Document segment:

When problems occur, as in Saul's case, the next steps are based on what's best for the child and community safety — and older children like Saul are given some say in that process.

"There are cases where we do reunification and cases where we decide it's better to go in a different direction," Albornoz said. "There are all kinds of possibilities."

But the ultimate decision of how to proceed is up to the juvenile court judge overseeing a case, said Liz Sollis, spokeswoman for DCFS.

In fiscal 2009, the most recent data available, 338 children in foster care were placed in temporary or permanent guardianship of a relative or someone else. About 12 percent re-entered state custody within 12 months, according to DCFS.

Of those 36 children, five were subsequently reunited with the guardian, while 15 were reunited with a parent.

But the Etes may have limited grounds to argue their case, which will be in court next week.

A Utah Court of Appeals decision issued this week in an unrelated case reaffirmed that DCFS is not obligated, in situations like Saul's, to provide services aimed at reuniting children with families.

Saul, whose real name is being withheld to protect his identity, came to Utah as a refugee from Sierra Leone. At age 9, Saul landed in state custody after he was left to fend for himself by a man identified as either his father or his uncle.

"He only went to school for the meals because he was not being fed," Lani Ete said. "He was well-known in [his neighborhood] because he drifted from home to home, place to place."

That's when the Etes entered Saul's life. The Etes were foster-parent veterans in 2004 when the state found Saul had been neglected and placed him in their care. They got Saul involved in school, sports and other activities. He seemed to do well. In 2005, the Etes were named Saul's permanent guardians, while his male relative retained residual rights.

But in 2009, Saul started getting in trouble. After he was expelled from school, the Etes put him in a home school program and temporarily restricted his extracurricular activities.

"All he needed to do is pull himself together and we would put him back into sports," Lani Ete said.

But Saul's behavior got worse, she said. He refused to do schoolwork or comply with "a whole bunch of other things." He also began running away from home, typically seeking shelter at a juvenile center.

"I would pick him up, he'd shower, change, eat and take off again," Ete said. "This pattern went on for three weeks."

At home, his behavior worsened. He stole money from the Etes and clothes from a department store; he tossed a rock through the window of the family's car, and he began abusing substances.

Ete wanted Saul placed with Juvenile Justice Services because it was his delinquent behavior, not parental abuse or neglect, that landed him back in state custody. But DCFS intervened in March.

Entries on locating named things:
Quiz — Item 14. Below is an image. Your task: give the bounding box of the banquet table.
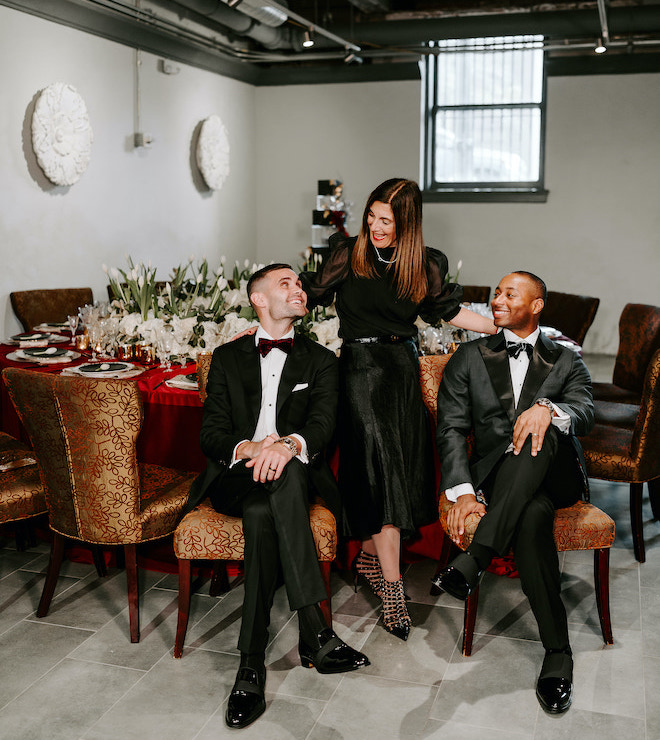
[0,344,206,472]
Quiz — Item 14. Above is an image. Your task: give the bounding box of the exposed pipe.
[598,0,610,46]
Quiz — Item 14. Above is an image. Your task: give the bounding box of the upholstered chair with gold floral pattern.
[9,288,94,331]
[419,355,614,656]
[580,350,660,563]
[174,346,337,658]
[3,368,194,642]
[0,432,48,550]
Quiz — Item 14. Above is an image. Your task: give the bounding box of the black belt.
[344,334,412,344]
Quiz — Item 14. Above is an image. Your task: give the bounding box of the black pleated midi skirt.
[338,340,438,539]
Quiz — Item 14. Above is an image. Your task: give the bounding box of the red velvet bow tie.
[506,342,534,359]
[258,337,293,357]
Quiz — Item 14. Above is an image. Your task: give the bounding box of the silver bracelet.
[277,437,298,457]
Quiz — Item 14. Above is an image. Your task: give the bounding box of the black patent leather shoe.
[298,627,369,673]
[431,565,482,601]
[536,678,573,714]
[536,648,573,714]
[225,666,266,729]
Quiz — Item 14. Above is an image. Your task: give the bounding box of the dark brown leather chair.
[9,288,94,331]
[580,350,660,563]
[593,303,660,404]
[463,285,490,303]
[0,432,48,550]
[541,290,600,345]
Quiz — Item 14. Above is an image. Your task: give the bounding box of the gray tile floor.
[0,358,660,740]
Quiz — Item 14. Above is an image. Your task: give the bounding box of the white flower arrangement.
[103,256,341,359]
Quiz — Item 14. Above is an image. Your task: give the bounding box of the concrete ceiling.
[0,0,660,85]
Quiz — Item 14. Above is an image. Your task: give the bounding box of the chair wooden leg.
[463,586,479,658]
[319,562,332,627]
[124,545,140,642]
[174,560,192,658]
[648,478,660,520]
[37,532,64,617]
[630,483,646,563]
[213,560,229,596]
[14,519,37,552]
[92,545,108,578]
[594,548,614,645]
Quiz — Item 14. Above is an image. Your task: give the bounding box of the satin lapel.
[277,336,309,417]
[518,333,561,411]
[479,332,516,424]
[238,336,261,427]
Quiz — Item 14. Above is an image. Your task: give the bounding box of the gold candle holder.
[135,344,156,365]
[74,332,89,350]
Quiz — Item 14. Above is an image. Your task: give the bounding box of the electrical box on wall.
[134,133,154,149]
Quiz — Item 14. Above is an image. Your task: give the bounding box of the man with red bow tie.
[187,264,369,728]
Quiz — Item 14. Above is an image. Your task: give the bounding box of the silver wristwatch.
[536,398,555,416]
[277,437,298,457]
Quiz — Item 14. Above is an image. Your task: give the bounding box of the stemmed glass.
[158,330,174,373]
[66,314,79,344]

Required actions:
(1) Can you rewrite the paragraph of the foster care article that begins "That's when the Etes entered Saul's life" as a short list of its main facts?
(2) Would you copy the records word for word, from the start of the records through the line with "[225,666,266,729]", both included, and leave the picture out of your copy?

Written answers:
(1)
- The Etes, already experienced foster parents, entered Saul's life in 2004, when the state found he had been neglected and placed him in their care.
- They got him involved in school, sports and other activities, and he seemed to do well.
- In 2005 they were named his permanent guardians, while his male relative kept residual rights.

(2)
Quiz — Item 14. Below is an image. Your task: give the bounding box of the banquet table.
[0,344,206,472]
Quiz — Item 14. Above is an image. Your task: give the bounding box of the exposed pipe.
[598,0,610,46]
Quiz — Item 14. Above is an image. Your task: give the bounding box of the upholstered chair with gold floral pattern.
[9,288,94,331]
[419,355,614,656]
[580,350,660,563]
[174,346,337,658]
[3,368,194,642]
[0,432,48,550]
Quiz — Item 14. Above is an image. Your task: give the bounding box of the black belt.
[344,334,412,344]
Quiz — Item 14. Above is an image. Your task: give the bounding box of the black pleated midi skirt.
[338,340,438,539]
Quiz — Item 14. Above is an image. Your task: give the bounding box of the red velvet bow tie.
[506,342,534,359]
[258,337,293,357]
Quiz — Item 14. Above is an image. Your task: give the bounding box of the silver bracelet.
[277,437,298,457]
Quiz — Item 14. Above is an image. Your task: give the bounding box of the black patent leather shoe.
[298,627,369,673]
[431,565,482,601]
[536,678,573,714]
[536,648,573,714]
[225,666,266,729]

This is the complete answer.